正文部分
■ ■ ■ ■
Linux等待队列

Believer——篝火者

于 2024-05-30 10:17:49 发布

阅读量658

点赞数 24

分类专栏： linux源码文章标签： linux

本文链接：https://blog.csdn.net/qq_45721740/article/details/139290529

版权

linux源码专栏收录该内容

4 篇文章 0 订阅

订阅专栏

一开始只是想看看select源码，但似乎需要先看看等待队列，发现了一些好的博客

源码解读Linux等待队列。

Linux 中的 waitqueue 机制详解

一、等待队列的数据结构

struct list_head {
	struct list_head *next, *prev;
};

typedef int (*wait_queue_func_t)(struct wait_queue_entry *wq_entry, unsigned mode, int flags, void *key);
struct wait_queue_entry {
	unsigned int		flags;
	void			*private;    // 指向等待的task_struct
	wait_queue_func_t	func;    // 唤醒函数
	struct list_head	entry;    // 链表元素
};

struct wait_queue_head {
	spinlock_t		lock;
	struct list_head	head;
};

等待队列是一个双向链表，包括一个队列头和一个队列实体。

二、初始化

上面三个结构体的初始化宏

// wait_queue_entry
#define DECLARE_WAITQUEUE(name, tsk)						\
	struct wait_queue_entry name = __WAITQUEUE_INITIALIZER(name, tsk)


#define __WAITQUEUE_INITIALIZER(name, tsk) {					\
	.private	= tsk,							\
	.func		= default_wake_function,				\
	.entry		= { NULL, NULL } }

// wait_queue_head
#define DECLARE_WAIT_QUEUE_HEAD(name) \
	struct wait_queue_head name = __WAIT_QUEUE_HEAD_INITIALIZER(name)


#define __WAIT_QUEUE_HEAD_INITIALIZER(name) {					\
	.lock		= __SPIN_LOCK_UNLOCKED(name.lock),			\
	.head		= LIST_HEAD_INIT(name.head) }

// list_head
#define LIST_HEAD_INIT(name) { &(name), &(name) }
#define LIST_HEAD(name) \
    struct list_head name = LIST_HEAD_INIT(name)

三、添加到队列add_wait_queue

void add_wait_queue(struct wait_queue_head *wq_head, struct wait_queue_entry *wq_entry)
{
	unsigned long flags;

	wq_entry->flags &= ~WQ_FLAG_EXCLUSIVE;
	spin_lock_irqsave(&wq_head->lock, flags);
	__add_wait_queue(wq_head, wq_entry);
	spin_unlock_irqrestore(&wq_head->lock, flags);
}
EXPORT_SYMBOL(add_wait_queue);


static inline void __add_wait_queue(struct wait_queue_head *wq_head, struct wait_queue_entry *wq_entry)
{
	struct list_head *head = &wq_head->head;
	struct wait_queue_entry *wq;

	list_for_each_entry(wq, &wq_head->head, entry) {
		if (!(wq->flags & WQ_FLAG_PRIORITY))
■ ■ ■ ■
给定材料
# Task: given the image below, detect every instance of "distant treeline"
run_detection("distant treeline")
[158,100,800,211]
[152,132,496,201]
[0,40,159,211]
■ ■ ■ ■
作业说明
1) 关于Linux等待队列的正文，请回答：
(a) 结构体 wait_queue_entry 的成员 private 指向什么？
(b) 宏 __WAITQUEUE_INITIALIZER 把 func 设为哪个函数？
(c) add_wait_queue 在调用 __add_wait_queue 之前，用 spin_lock_irqsave 获取的是哪个锁？
2) 从这篇讲Linux等待队列的正文停下的地方往下续写。
以上材料与正文各自独立，互不相关。

逐题答案
1)
(a) 指向等待的 task_struct。
(b) default_wake_function。
(c) wq_head->lock。

2)
			break;
		head = &wq->entry;
	}
	list_add(&wq_entry->entry, head);
}

大致流程是：先将标志位设置为不可加载，然后获取锁，加入队列

#define list_for_each_entry(pos, head, member)				\
	for (pos = list_first_entry(head, typeof(*pos), member);	\
	     !list_entry_is_head(pos, head, member);			\
	     pos = list_next_entry(pos, member))



#define list_first_entry(ptr, type, member) \
	list_entry((ptr)->next, type, member)



#define list_entry(ptr, type, member) \
	container_of(ptr, type, member)



#define list_entry_is_head(pos, head, member)				\
	list_is_head(&pos->member, (head))



static inline int list_is_head(const struct list_head *list, const struct list_head *head)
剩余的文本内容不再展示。